== RECORDS SHOWN ==

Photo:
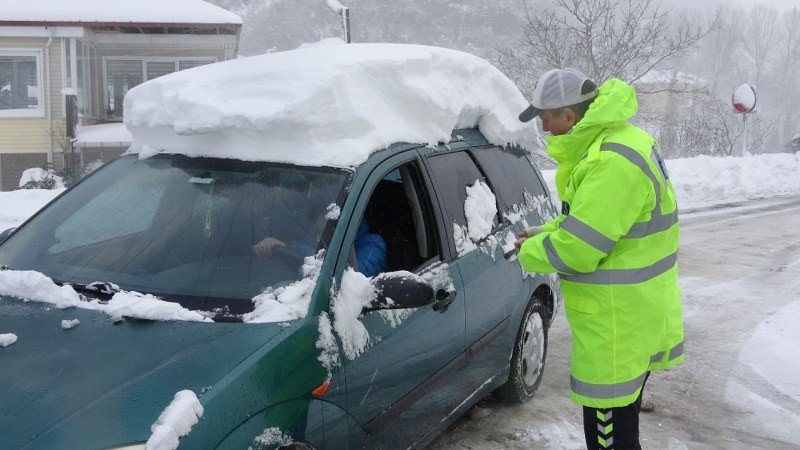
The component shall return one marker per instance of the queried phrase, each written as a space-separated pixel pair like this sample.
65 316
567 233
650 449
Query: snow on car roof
117 11
328 105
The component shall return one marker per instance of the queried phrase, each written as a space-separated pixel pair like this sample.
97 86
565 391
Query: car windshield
207 233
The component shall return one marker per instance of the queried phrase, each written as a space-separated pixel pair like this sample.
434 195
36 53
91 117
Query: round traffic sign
744 98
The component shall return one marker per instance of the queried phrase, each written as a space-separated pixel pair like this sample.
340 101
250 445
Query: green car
319 307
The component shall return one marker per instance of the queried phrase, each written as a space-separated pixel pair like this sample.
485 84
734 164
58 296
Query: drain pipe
46 95
343 11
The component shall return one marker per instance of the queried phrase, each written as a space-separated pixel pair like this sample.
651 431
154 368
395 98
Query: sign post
744 102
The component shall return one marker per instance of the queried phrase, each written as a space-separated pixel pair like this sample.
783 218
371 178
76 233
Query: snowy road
740 384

===

TASK GOAL> Print the records above word for word, omitting any picture they contain.

WRITTEN REPLY>
Photo:
The component shall return one marker per instance of the queried phrase, each written as a space-separated pixel pair like this sample.
65 316
567 233
650 449
Query: snow on car roof
117 11
328 105
The component shall return one marker per instance of the queried phrase, each written as a space-separated pixel pair like this sample.
97 86
565 391
Query: car windshield
207 233
The component shall return one marker per instance of the queried phrase, each written as a space-separated pixel pair like this sample.
434 195
36 53
91 117
Query: round traffic sign
744 98
The component shall return one marker per instance of the queried phrase, each written as a space-separated pixel pair like this sample.
340 101
250 445
Query: green car
319 307
The component shall return one marker per instance of the queried phrase, each written as a space-separated pixel pair like this sample.
485 84
734 164
58 296
Query: drain pipe
46 95
343 11
The component shall return one marker per instance of the queried phrase, each written as a space-separated pixel pair like this sample.
651 431
154 368
395 98
Query: sign post
744 102
The component shall return one marker per instance of the queried phrase, each written as a space-separated pixel pair like this sample.
783 218
371 178
76 233
Query: snowy road
740 384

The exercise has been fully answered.